Re: Querying multipl sources objective from Jos De_Roo on 2004-07-30 (public-rdf-dawg@w3.org from July to September 2004)

From: Jos De_Roo <jos.deroo@agfa.com>
Date: Sat, 31 Jul 2004 00:49:54 +0200
To: "Jim Hendler <hendler" <hendler@cs.umd.edu>
Cc: "Seaborne, Andy" <andy.seaborne@hp.com>, eric@w3.org, public-rdf-dawg@w3.org
Message-ID: <OF283CBEA3.FC10BE11-ONC1256EE1.007AD8CB-C1256EE1.007D63B2@agfa.com>

Hi, Jim

That are indeed very clear observations and we have to do with an
objective here in any case (not a requirement). I am however quite
optimistic in these matters :) Not the extremes of all SW sources
or just 1 source, but an explicit set of sources could be a given
to an engine and an explicit set of queries can be answered in a
cascaded kind of Socratic complete dialog among different engines.
That's also why ":id q:select C; q:where P." is so useful as a
query rule as it drives that dialog (no matter wether within an
engine or between engines I would think...)
+ + + +
INSTRUCTIONS FOR THE TASK:
Answer these questions about the email above:
(a) What date does the email's header give?
(b) Does the writer call the matter an objective or a requirement?
(c) What does the writer say could be given to an engine?

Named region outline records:
+ + + +
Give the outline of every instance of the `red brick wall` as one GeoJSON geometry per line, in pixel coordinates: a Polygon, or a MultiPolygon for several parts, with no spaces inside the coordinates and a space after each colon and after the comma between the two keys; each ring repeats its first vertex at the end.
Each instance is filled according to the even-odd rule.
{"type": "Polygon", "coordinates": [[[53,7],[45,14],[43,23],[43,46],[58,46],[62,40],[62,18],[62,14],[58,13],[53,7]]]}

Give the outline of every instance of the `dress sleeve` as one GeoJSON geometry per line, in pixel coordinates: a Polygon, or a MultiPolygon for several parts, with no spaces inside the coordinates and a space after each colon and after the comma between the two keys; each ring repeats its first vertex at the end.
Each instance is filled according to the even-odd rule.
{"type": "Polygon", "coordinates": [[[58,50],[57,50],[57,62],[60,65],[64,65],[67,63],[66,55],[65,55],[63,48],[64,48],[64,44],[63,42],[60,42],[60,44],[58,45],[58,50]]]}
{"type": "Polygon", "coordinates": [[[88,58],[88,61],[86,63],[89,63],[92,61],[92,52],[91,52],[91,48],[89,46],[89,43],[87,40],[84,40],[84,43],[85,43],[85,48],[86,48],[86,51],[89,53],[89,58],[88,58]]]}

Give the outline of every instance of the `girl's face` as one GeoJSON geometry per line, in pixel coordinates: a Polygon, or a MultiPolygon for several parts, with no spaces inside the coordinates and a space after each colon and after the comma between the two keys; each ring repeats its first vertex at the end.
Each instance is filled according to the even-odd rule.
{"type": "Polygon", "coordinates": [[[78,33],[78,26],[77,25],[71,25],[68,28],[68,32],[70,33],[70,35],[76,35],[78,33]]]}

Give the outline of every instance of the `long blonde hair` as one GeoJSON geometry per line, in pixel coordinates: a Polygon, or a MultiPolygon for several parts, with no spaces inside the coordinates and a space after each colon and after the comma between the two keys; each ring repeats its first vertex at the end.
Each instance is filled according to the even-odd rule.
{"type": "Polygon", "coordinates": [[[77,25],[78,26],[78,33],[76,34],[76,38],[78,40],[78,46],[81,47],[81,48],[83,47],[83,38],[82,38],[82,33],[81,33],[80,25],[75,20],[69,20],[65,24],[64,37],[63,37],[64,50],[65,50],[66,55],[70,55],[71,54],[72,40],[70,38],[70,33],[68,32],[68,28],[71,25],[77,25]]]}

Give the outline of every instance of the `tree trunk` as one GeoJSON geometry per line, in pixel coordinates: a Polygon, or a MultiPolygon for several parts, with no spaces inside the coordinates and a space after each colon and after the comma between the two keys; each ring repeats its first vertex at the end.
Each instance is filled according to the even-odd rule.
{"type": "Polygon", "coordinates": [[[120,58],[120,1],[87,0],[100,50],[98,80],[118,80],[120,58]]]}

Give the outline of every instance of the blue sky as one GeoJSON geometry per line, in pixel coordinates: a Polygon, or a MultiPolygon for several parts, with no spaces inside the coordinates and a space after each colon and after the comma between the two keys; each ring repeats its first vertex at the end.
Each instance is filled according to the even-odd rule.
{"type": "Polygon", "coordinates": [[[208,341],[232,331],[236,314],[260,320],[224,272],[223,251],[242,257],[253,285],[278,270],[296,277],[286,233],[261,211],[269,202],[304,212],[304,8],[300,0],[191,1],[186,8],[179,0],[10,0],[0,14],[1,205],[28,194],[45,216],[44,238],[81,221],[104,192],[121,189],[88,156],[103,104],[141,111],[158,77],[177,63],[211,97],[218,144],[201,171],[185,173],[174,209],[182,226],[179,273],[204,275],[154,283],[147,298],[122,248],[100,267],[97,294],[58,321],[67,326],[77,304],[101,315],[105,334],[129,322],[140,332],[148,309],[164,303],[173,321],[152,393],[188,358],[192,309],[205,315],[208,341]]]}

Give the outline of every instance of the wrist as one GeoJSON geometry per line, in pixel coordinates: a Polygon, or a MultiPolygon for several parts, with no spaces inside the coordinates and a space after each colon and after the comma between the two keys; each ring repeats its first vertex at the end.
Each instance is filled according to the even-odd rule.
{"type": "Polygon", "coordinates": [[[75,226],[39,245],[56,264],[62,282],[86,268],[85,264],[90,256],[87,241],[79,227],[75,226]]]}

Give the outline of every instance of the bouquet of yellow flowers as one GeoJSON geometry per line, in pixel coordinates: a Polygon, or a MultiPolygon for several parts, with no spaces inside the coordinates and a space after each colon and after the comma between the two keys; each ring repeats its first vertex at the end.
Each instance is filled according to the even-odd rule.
+ + + +
ANSWER IN FULL:
(a) Sat, 31 Jul 2004
(b) An objective
(c) An explicit set of sources